» Problem statement: Give back the lines below exactly, but do not include any pictures.

□ □ □ □ □

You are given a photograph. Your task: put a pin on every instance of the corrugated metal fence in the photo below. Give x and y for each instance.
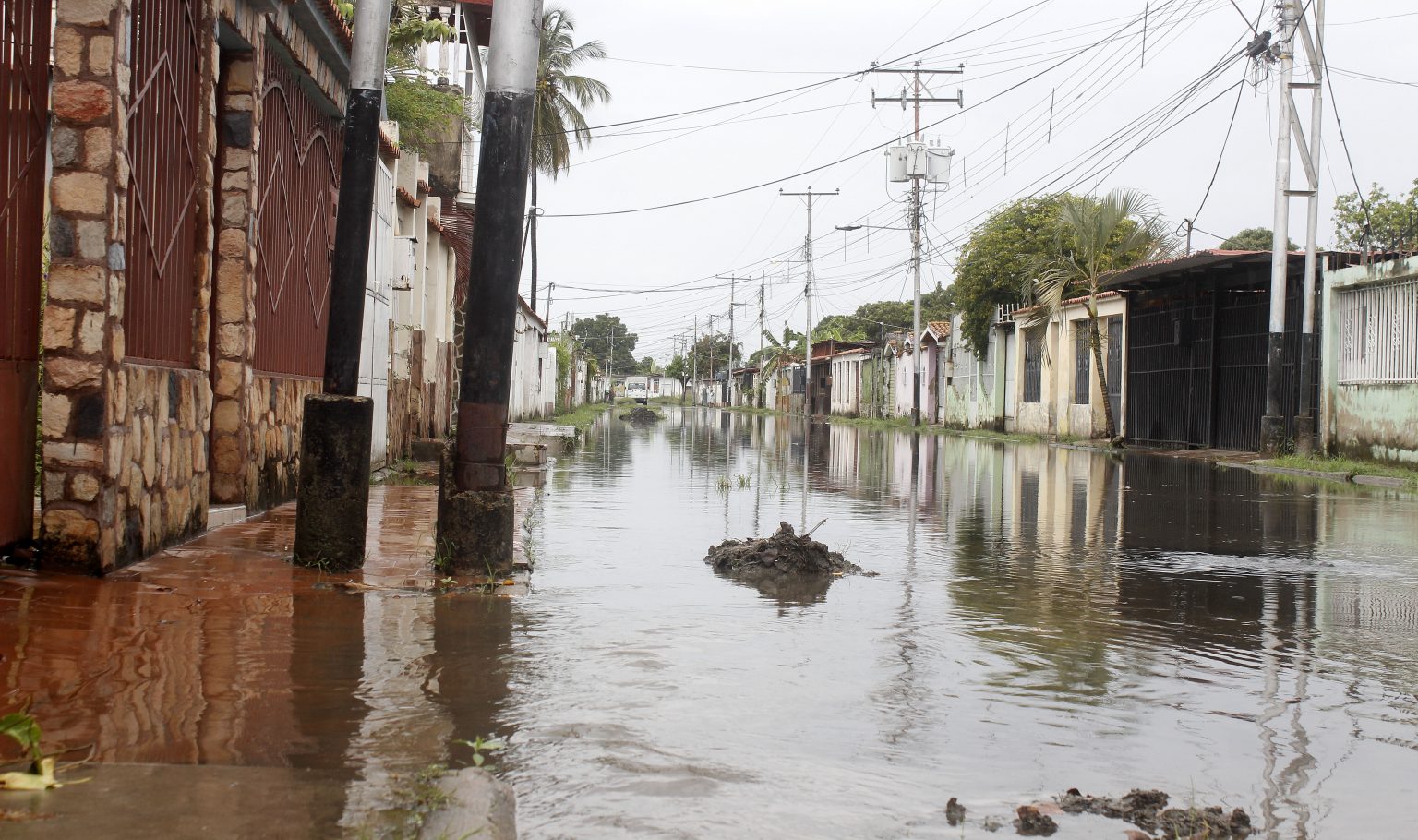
(1378, 325)
(24, 84)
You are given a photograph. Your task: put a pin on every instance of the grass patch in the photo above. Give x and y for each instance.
(1352, 465)
(582, 416)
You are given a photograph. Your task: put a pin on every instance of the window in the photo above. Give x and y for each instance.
(1082, 366)
(1034, 366)
(1378, 328)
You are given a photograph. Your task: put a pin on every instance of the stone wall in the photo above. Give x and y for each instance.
(126, 444)
(277, 404)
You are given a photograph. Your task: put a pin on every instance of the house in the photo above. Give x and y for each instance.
(934, 342)
(1060, 390)
(1196, 346)
(407, 362)
(847, 380)
(1369, 372)
(820, 390)
(534, 367)
(190, 196)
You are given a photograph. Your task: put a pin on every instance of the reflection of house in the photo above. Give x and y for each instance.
(1060, 392)
(1196, 342)
(1370, 361)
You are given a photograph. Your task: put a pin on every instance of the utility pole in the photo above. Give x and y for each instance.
(763, 328)
(1291, 132)
(732, 304)
(332, 507)
(917, 100)
(475, 505)
(807, 297)
(693, 364)
(711, 352)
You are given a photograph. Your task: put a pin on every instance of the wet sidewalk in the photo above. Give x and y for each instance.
(220, 652)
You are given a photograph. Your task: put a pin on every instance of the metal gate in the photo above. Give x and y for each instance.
(295, 223)
(164, 155)
(373, 380)
(24, 84)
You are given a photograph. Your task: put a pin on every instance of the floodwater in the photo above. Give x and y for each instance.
(1042, 618)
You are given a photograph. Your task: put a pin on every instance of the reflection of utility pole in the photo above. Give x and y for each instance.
(1289, 131)
(807, 298)
(917, 174)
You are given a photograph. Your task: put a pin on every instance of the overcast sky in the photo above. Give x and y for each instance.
(690, 54)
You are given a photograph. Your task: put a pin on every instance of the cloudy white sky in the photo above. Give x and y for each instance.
(1085, 54)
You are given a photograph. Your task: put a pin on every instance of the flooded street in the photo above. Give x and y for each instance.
(1042, 618)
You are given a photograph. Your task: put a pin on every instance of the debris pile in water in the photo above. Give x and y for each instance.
(642, 414)
(782, 554)
(1148, 810)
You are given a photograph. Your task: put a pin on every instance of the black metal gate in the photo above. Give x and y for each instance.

□ □ □ □ □

» Task result:
You are given a photograph. Your task: put a pin on every instance of the corrugated metal fence in the photo below. Give x and y for each instance.
(1378, 325)
(24, 84)
You are given a photograph. Your task: put a pin on every instance of the grass patch in the photo above. Give x and y for each instance.
(1352, 465)
(582, 416)
You are given a photograph. Your task: put a pin on every instance of the window in the photo above. Give x and y for each instance.
(1082, 366)
(1034, 366)
(1378, 328)
You are given a photograph. Your task: put a pin on every instance of the stone wall in the photo above. Give x and y for each instance.
(126, 444)
(277, 404)
You are given a photograph. Your task: put a pin on every instance of the house in the photo above. Give x and y for each instance.
(934, 342)
(1060, 390)
(1196, 346)
(407, 362)
(847, 380)
(1369, 372)
(820, 390)
(534, 367)
(190, 196)
You are given a photograph. Your task: put a pin on every instance of the reflection of house in the photo above. Give x and y for each instance.
(1060, 392)
(1196, 342)
(1370, 361)
You are given a photograph. Your task: put a pin on every instance of the utility pole in the photo above. Give x and y for each instance.
(763, 328)
(1291, 132)
(732, 304)
(332, 507)
(917, 100)
(475, 505)
(807, 297)
(693, 364)
(711, 352)
You are given a photograph. Your task: put a pin on every instance of the wet sidewalk in the photo above. Give x and y for each instance.
(220, 652)
You are given a photograph. Your task: put a pin on every instance of the metal gate in the photo above. Give x and y for each instance.
(295, 223)
(164, 155)
(373, 380)
(24, 84)
You are given a photograph. Your task: put a pin on every instance of the floodwater in the photo above. Give x and y for each instance.
(1042, 618)
You are given a photograph. Your task: put a pin on every instance of the reflection of utility pole in the photo above. Give x and y for each instance.
(1289, 131)
(807, 298)
(917, 174)
You are given a photograph. Your task: put a pin on every instance of the overcast sky in the photo above. Give x and y for each instance.
(690, 54)
You are given a photograph. Your task: put a pin on every instance of the cloudy white sky in the photo above. Give x and y for each instance.
(1085, 54)
You are given a photograph. Your task: put a pin on every instance of the flooded street in the photo above. Give x and y for each instance.
(1042, 618)
You are given a photograph. Your task: put a pin on every instance of the debris pile in water in the photo above. Give x and y for each instance.
(642, 414)
(782, 554)
(1148, 810)
You are given a photograph. Your task: put a pin on every instance of the black metal gate in the photo above. Give x and y for each instance.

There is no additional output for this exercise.